_STATED EXERCISE_: Copy the following lines word for word, omitting the pictures.

★ ★ ★ ★ ★ ★ ★

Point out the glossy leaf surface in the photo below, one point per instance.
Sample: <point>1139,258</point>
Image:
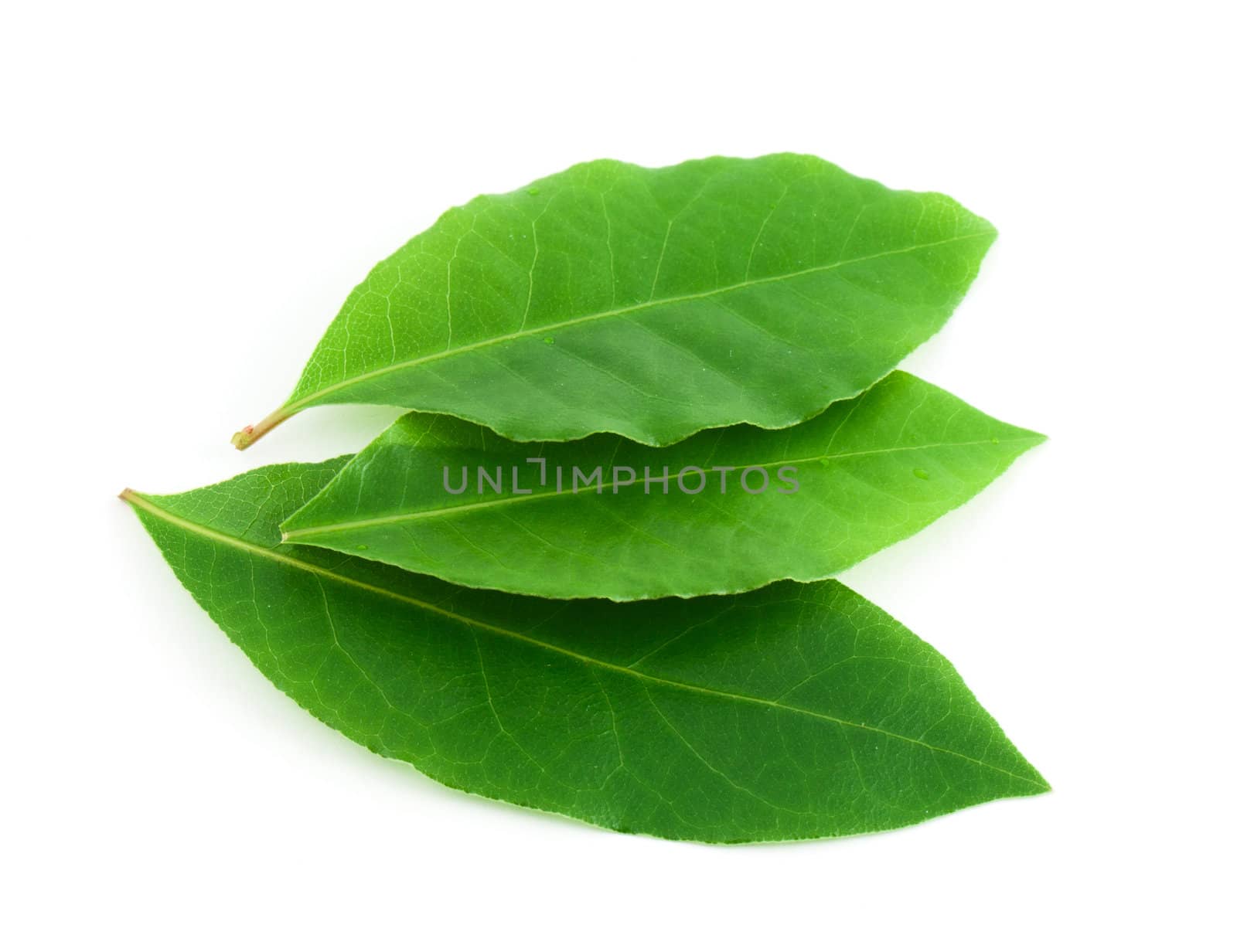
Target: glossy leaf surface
<point>797,711</point>
<point>869,473</point>
<point>651,303</point>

★ ★ ★ ★ ★ ★ ★

_THE ANSWER_:
Point out the glossy leaf surface in the photo below, one point per instance.
Sample: <point>1139,258</point>
Image:
Target: glossy leaf surface
<point>797,711</point>
<point>869,473</point>
<point>651,303</point>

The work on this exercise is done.